§ **DATA FOR ANALYSIS**
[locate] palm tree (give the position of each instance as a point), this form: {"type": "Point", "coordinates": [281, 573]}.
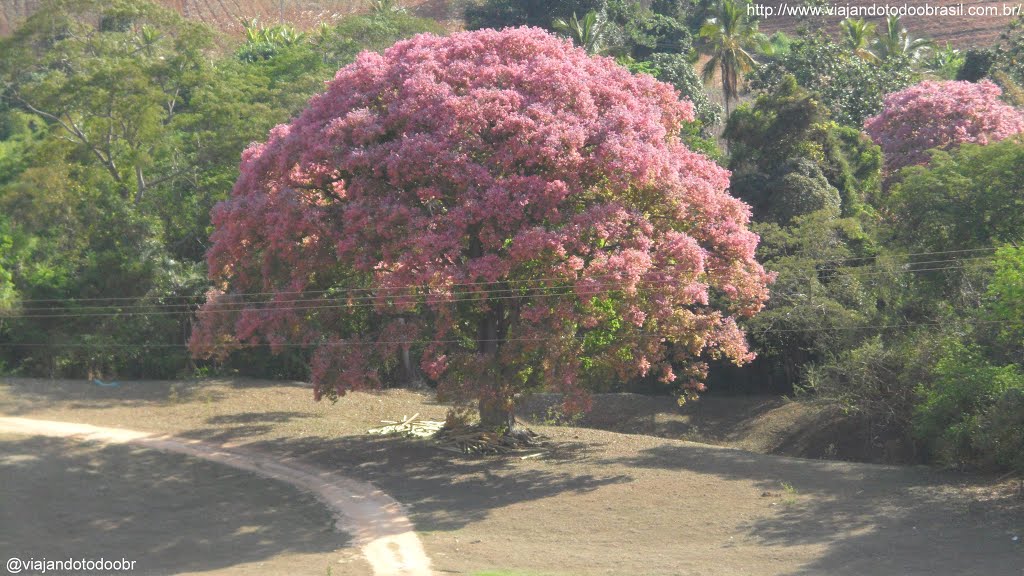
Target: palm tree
{"type": "Point", "coordinates": [728, 38]}
{"type": "Point", "coordinates": [588, 33]}
{"type": "Point", "coordinates": [896, 41]}
{"type": "Point", "coordinates": [857, 37]}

§ **WORK INSTRUCTION**
Please copy the lines above exactly as written, apart from any pictures.

§ **YOUR SOLUTION**
[locate] palm tree (give the position of each instance as a point), this form: {"type": "Point", "coordinates": [281, 573]}.
Target: palm tree
{"type": "Point", "coordinates": [728, 38]}
{"type": "Point", "coordinates": [588, 33]}
{"type": "Point", "coordinates": [896, 41]}
{"type": "Point", "coordinates": [857, 37]}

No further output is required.